**Aim of the exercise**
Reproduce the entries below, substituting "front wing" for every occurrence of "rear wing" and leaving everything else unchanged.

** BEGIN Entries **

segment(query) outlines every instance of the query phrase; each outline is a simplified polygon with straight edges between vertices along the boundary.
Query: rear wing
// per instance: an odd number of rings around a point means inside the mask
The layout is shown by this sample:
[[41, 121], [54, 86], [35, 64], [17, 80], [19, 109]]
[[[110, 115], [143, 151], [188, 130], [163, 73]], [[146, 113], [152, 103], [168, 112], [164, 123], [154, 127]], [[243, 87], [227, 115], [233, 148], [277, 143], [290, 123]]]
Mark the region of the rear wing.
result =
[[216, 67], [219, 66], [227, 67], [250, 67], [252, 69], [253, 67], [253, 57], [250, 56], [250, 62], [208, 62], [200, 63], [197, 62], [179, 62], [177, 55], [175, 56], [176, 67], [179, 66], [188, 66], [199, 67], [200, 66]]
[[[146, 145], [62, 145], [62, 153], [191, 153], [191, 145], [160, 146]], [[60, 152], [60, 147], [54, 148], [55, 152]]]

** END Entries **

**Answer to this problem**
segment(query) outlines every instance of the query phrase; each outline is a simplified polygon with straight edges between vertices along the boundary.
Query: front wing
// per instance: an odd number of rings around a point means inside the mask
The layout is shown by this sample:
[[41, 121], [54, 86], [35, 64], [17, 80], [19, 109]]
[[[110, 115], [143, 151], [188, 130], [163, 73]], [[146, 113], [152, 103], [168, 112], [164, 123], [154, 127]], [[243, 87], [227, 115], [233, 148], [277, 143], [290, 123]]]
Mark the region of the front wing.
result =
[[216, 67], [219, 66], [227, 67], [250, 67], [252, 69], [253, 67], [253, 57], [250, 56], [250, 62], [208, 62], [200, 63], [197, 62], [179, 62], [177, 55], [175, 56], [176, 67], [179, 66], [188, 66], [199, 67], [200, 66]]
[[[146, 145], [62, 145], [62, 153], [191, 153], [191, 145], [160, 146]], [[60, 152], [60, 147], [54, 148], [55, 152]]]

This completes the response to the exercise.